What the task asks: Rewrite the data below with every "keypoint" renamed to "landmark", leaving all other text unchanged.

--- BEGIN Exercise input ---

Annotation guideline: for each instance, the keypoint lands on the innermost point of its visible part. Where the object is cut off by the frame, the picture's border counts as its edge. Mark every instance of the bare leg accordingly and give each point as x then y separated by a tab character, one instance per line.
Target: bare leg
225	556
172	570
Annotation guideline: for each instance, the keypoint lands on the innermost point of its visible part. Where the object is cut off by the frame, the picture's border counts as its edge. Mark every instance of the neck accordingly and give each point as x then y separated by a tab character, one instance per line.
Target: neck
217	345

--- END Exercise input ---

Answer below:
Annotation guideline: for each instance, the landmark lands on the innermost point of its visible part. Where the object is cut off by the frame, the picture's border counts as its edge. Mark every instance of the bare leg accordingly and give each point as x then y separated by a tab character, one instance per line.
Target: bare leg
225	556
172	570
Annotation guideline: for each instance, the landmark lands on the innermost point of its visible part. Where the object is cut off by the frame, the picture's border counts as its edge. Mark every instance of the neck accordingly and give each point as x then y separated by a tab character, one instance per line.
Target: neck
217	345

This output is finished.